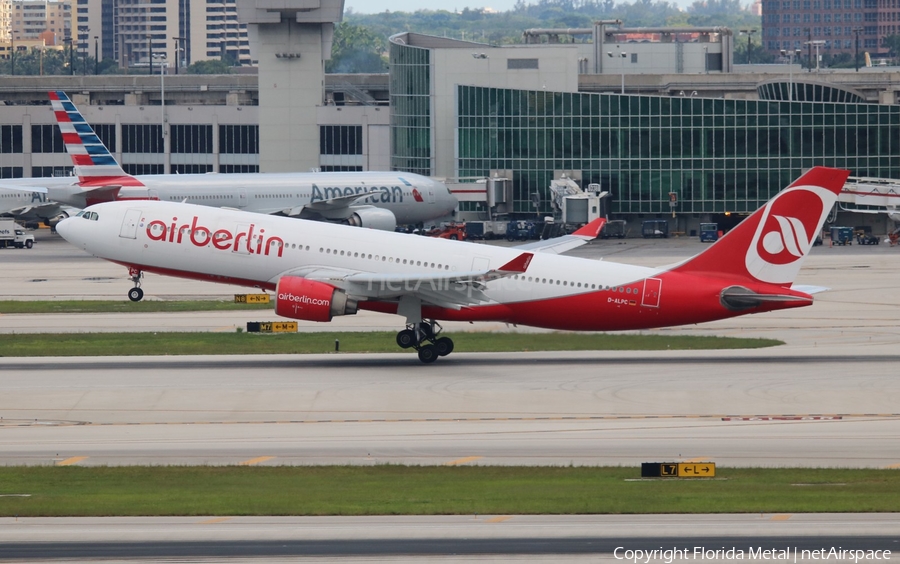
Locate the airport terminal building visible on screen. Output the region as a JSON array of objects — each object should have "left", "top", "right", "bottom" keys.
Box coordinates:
[{"left": 2, "top": 21, "right": 900, "bottom": 231}]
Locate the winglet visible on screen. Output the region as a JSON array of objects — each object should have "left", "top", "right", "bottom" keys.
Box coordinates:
[
  {"left": 572, "top": 217, "right": 607, "bottom": 239},
  {"left": 498, "top": 252, "right": 533, "bottom": 273}
]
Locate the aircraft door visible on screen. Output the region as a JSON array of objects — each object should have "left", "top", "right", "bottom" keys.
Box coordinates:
[
  {"left": 119, "top": 208, "right": 143, "bottom": 239},
  {"left": 426, "top": 188, "right": 436, "bottom": 204},
  {"left": 472, "top": 256, "right": 490, "bottom": 270},
  {"left": 641, "top": 278, "right": 662, "bottom": 308},
  {"left": 238, "top": 192, "right": 248, "bottom": 208}
]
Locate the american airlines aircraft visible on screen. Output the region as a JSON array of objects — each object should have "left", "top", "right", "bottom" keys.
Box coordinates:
[
  {"left": 0, "top": 184, "right": 69, "bottom": 227},
  {"left": 57, "top": 167, "right": 849, "bottom": 363},
  {"left": 0, "top": 91, "right": 457, "bottom": 231}
]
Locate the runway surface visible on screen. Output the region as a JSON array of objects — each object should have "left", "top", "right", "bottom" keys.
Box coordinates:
[
  {"left": 1, "top": 514, "right": 899, "bottom": 561},
  {"left": 1, "top": 352, "right": 899, "bottom": 467},
  {"left": 2, "top": 233, "right": 900, "bottom": 560}
]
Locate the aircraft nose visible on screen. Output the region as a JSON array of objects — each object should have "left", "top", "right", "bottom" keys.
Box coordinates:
[
  {"left": 55, "top": 216, "right": 73, "bottom": 239},
  {"left": 55, "top": 215, "right": 84, "bottom": 249}
]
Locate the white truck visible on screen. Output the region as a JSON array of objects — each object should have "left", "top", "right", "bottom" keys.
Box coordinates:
[{"left": 0, "top": 218, "right": 35, "bottom": 249}]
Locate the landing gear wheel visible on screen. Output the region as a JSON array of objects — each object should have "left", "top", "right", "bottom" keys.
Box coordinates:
[
  {"left": 128, "top": 287, "right": 144, "bottom": 302},
  {"left": 434, "top": 336, "right": 454, "bottom": 357},
  {"left": 396, "top": 329, "right": 416, "bottom": 349},
  {"left": 417, "top": 344, "right": 439, "bottom": 364}
]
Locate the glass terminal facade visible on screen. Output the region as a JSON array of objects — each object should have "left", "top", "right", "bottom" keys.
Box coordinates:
[
  {"left": 456, "top": 85, "right": 900, "bottom": 217},
  {"left": 390, "top": 41, "right": 432, "bottom": 176}
]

- [Your task]:
Each of the records above needs to be transcribed exactly, apart from its pictures.

- [Answer to the problem]:
Locate the airport terminal building visible on screen. Output the region as a JSON array of objects — each object should have "left", "top", "right", "bottom" keys.
Box coordinates:
[{"left": 2, "top": 21, "right": 900, "bottom": 231}]
Locate the winglet visible on screen. Output the region as a JSON array of objects — each object should have "left", "top", "right", "bottom" keys.
Box coordinates:
[
  {"left": 572, "top": 217, "right": 607, "bottom": 239},
  {"left": 498, "top": 252, "right": 533, "bottom": 273}
]
Locate the aircraft door visible on screen. Output the region as a JSON array of objects — each object should have "left", "top", "right", "bottom" keys.
Box coordinates:
[
  {"left": 119, "top": 208, "right": 143, "bottom": 239},
  {"left": 426, "top": 188, "right": 436, "bottom": 204},
  {"left": 472, "top": 256, "right": 490, "bottom": 270},
  {"left": 641, "top": 278, "right": 662, "bottom": 308},
  {"left": 238, "top": 192, "right": 248, "bottom": 208}
]
Locate the american airlines aircraft visible on screen. Output the region as a JSON array of objects — each object should have "left", "top", "right", "bottom" keys.
Box coordinates:
[
  {"left": 0, "top": 184, "right": 69, "bottom": 227},
  {"left": 57, "top": 167, "right": 849, "bottom": 363},
  {"left": 0, "top": 91, "right": 457, "bottom": 231}
]
Locate the runway surface visible on screen. Output the region as a JSON array of objects — each object should have "left", "top", "right", "bottom" keys.
Box coordinates:
[
  {"left": 1, "top": 514, "right": 899, "bottom": 561},
  {"left": 1, "top": 352, "right": 899, "bottom": 467},
  {"left": 2, "top": 233, "right": 900, "bottom": 560}
]
Locate the aircraft nose visible on screen. Output the region as a JSON array of objects — each object should have "left", "top", "right", "bottom" keys.
Box coordinates:
[
  {"left": 55, "top": 216, "right": 73, "bottom": 239},
  {"left": 55, "top": 215, "right": 84, "bottom": 249}
]
Locate the white truck visible on screen. Output the region as a JSON array of objects — each object should have "left", "top", "right", "bottom" keys.
Box coordinates:
[{"left": 0, "top": 218, "right": 35, "bottom": 249}]
Locate the landing gear wheel visible on screen. Output the region as a JSON array of objects — each object should have "left", "top", "right", "bottom" keys.
Box coordinates:
[
  {"left": 128, "top": 287, "right": 144, "bottom": 302},
  {"left": 434, "top": 336, "right": 454, "bottom": 357},
  {"left": 396, "top": 329, "right": 416, "bottom": 349},
  {"left": 417, "top": 344, "right": 439, "bottom": 364}
]
Locate the glass terminal facade visible on screen. Output the region as a JSON array of objects — each object should have "left", "top", "right", "bottom" keys.
Box coordinates:
[
  {"left": 456, "top": 85, "right": 900, "bottom": 217},
  {"left": 390, "top": 41, "right": 432, "bottom": 176}
]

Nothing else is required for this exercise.